### EXTRAIT RETENU
Je ne serai jamais comme ces voisins qu’il me décrivait ! Je ne resterai pas silencieuse devant la barbarie humaine envers les animaux ».

60% des télespectateurs de « Big Brother » ont changé leur alimentation grâce à Tal Gilboa

Son témoignage fait écho aux déclarations d’écrivains et de survivants de la Shoah, devenus végétariens.
Isaac Bashevis Singer, auteur juif et prix Nobel de littérature en 1978, a été l’un des premiers à faire cette analogie dans sa nouvelle The Letter Writer  : « Dans les relations avec les animaux, tous les gens sont des nazis. Pour les animaux, c’est un éternel Treblinka ».
Mais la comparaison ne s’arrête pas là, les similitudes sont régulièrement mises en avant par les militants : des tatouages au mode de transport vers les abattoirs jusqu’à la mise à mort de masse et au rôle des bourreaux. Depuis qu’elle a quitté « Big Brother », Tal s’est installée à Kfar Saba, à une heure de Tel-Aviv, dans un quartier résidentiel où ses six chiens cohabitent avec sa petite famille.
« Mes voisins me détestent », sourit-elle en pointant du doigt les photos géantes d’animaux ensanglantés prises dans les abattoirs, qui s’affichent sur plusieurs mètres le long de sa clôture.
Selon un sondage réalisé par  Globes, un journal économique israélien, 60 % des téléspectateurs de « Big Brother » ont changé leur alimentation grâce à Tal Gilboa et plus de 80 000  personnes ont entamé un régime strictement végan.

Une gastronomie qui évolue

Mais pourquoi le véganisme est-il aussi bien accueilli dans ce petit pays du Proche-Orient ? Pour Ori Shavit, journaliste culinaire, blogueuse et chantre du véganisme, il y a plusieurs raisons : « D’abord Israël est un pays très jeune, composé d’immigrants qui ont des traditions culturelles variées. La gastronomie du pays n’est pas figée, ancrée comme en France par exemple, elle évolue très vite.
Et ici c’est la “start-up nation”, l’innovation, la nouveauté coulent dans nos veines. Enfin, je pense que le fait que nous soyons un tout petit pays aide à la circulation rapide de l’information ».
Shai Alfia, Israélien installé à Paris et végan depuis cinq ans, ajoute que « la cuisine israélienne est basée sur de nombreux mets végans, comme le falafel, le houmous ou la crème de sésame. Ajoutez les légumes frais, l’huile d’olive et les céréales qui constituent notre alimentation quotidienne, méditerranéenne, on est à fond dans le véganisme.
Et, bien sûr, l’alimentation végane est compatible avec la cacherout, le code alimentaire prescrit aux Juifs religieux. Enfin, la religion juive exige explicitement un bon traitement des animaux ».

Des uniformes militaires véganisés

Et ce bon traitement ne se limite pas à l’élevage : depuis peu, Tsahal, l’armée israélienne, propose à ses soldats des menus adaptés, mais aussi des uniformes véganisés.
Mais alors, dans un pays déchiré par les guerres, où le conflit israélo-palestinien est présent partout, un tel engagement en faveur des animaux ne semble-t-il pas futile ? Voire provocateur ?
De nombreux végans accueillent l’objection avec un sourire et répondent que leur démarche provient d’un profond besoin de s’impliquer dans une cause, éthique et morale, au cœur de ce contexte explosif, et cela même si la question palestinienne reste centrale dans la société juive.

« Les animaux n’ont pas à attendre la résolution du conflit ! »

De plus, une partie des végans, souvent issus des catégories socioprofessionnelles élevées, partagent les idées politiques de la gauche israélienne, fermement opposée à l’occupation. Fait non négligeable, le véganisme gagne aussi rapidement du terrain chez les Arabes israéliens (qui représentent 21 % de la population en Israël).
Sarbal Baloutine, jeune quadra, activiste arabe israélien de Haïfa et adepte du régime depuis 2008, a publié un essai en arabe en 2012 sur la question après avoir inventé le néologisme arabe qui qualifie le véganisme : « khudriya ». C’est peut-être lui qui résume le mieux la situation : « Les animaux n’ont pas à attendre la résolution du conflit ! ».

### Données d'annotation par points
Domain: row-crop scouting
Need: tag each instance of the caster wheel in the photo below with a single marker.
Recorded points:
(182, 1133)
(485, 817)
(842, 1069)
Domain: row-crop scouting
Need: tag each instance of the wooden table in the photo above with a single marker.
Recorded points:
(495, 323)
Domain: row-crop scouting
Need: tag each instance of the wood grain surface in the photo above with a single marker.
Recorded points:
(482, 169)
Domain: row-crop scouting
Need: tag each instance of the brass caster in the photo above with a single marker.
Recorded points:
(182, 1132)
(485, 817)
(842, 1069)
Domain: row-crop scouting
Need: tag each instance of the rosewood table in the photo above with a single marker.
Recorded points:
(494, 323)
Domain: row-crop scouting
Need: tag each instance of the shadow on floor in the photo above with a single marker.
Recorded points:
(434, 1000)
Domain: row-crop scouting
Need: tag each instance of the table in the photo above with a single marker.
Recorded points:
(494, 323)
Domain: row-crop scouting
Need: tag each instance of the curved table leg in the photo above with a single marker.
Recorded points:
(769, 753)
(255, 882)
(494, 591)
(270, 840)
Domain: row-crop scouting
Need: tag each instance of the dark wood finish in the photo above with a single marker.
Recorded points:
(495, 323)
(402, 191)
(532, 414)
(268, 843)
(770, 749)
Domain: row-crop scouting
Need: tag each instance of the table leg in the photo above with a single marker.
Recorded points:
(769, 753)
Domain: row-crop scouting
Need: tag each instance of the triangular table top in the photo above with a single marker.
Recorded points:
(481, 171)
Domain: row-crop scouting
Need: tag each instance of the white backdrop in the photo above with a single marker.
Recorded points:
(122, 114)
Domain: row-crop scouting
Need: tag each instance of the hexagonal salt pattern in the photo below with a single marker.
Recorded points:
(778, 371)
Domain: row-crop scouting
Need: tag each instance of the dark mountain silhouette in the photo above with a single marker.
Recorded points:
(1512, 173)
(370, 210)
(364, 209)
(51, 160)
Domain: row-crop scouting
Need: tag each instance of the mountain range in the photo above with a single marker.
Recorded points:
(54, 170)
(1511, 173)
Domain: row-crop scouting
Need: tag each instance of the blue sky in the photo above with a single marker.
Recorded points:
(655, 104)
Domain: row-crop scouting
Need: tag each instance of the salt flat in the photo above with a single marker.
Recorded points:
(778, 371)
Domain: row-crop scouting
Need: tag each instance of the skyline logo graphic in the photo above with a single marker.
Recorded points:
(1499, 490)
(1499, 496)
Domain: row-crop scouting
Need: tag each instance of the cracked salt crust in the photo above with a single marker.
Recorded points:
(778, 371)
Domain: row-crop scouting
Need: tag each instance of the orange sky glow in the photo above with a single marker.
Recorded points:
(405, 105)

### CONSIGNE 1
Reprenez le texte sur le véganisme en Israël de « Mais la comparaison » à « de sa clôture. » en y remplaçant « clôture » par « façade ».
### CONSIGNE 2
Résumez en deux phrases le texte sur le véganisme en Israël.
Les lignes ci-dessus ne sont pas nécessaires.

### RÉSULTAT 1
Mais la comparaison ne s’arrête pas là, les similitudes sont régulièrement mises en avant par les militants : des tatouages au mode de transport vers les abattoirs jusqu’à la mise à mort de masse et au rôle des bourreaux. Depuis qu’elle a quitté « Big Brother », Tal s’est installée à Kfar Saba, à une heure de Tel-Aviv, dans un quartier résidentiel où ses six chiens cohabitent avec sa petite famille.
« Mes voisins me détestent », sourit-elle en pointant du doigt les photos géantes d’animaux ensanglantés prises dans les abattoirs, qui s’affichent sur plusieurs mètres le long de sa façade.

### RÉSULTAT 2
Selon un sondage du journal Globes, 60 % des téléspectateurs de « Big Brother » ont changé leur alimentation grâce à Tal Gilboa, et plus de 80 000 personnes ont adopté un régime strictement végan. Ce succès tient notamment à une gastronomie israélienne jeune et en constante évolution, riche en mets végans compatibles avec la cacherout, et le mouvement progresse aussi bien dans l'armée, qui propose menus et uniformes adaptés, que chez les Arabes israéliens.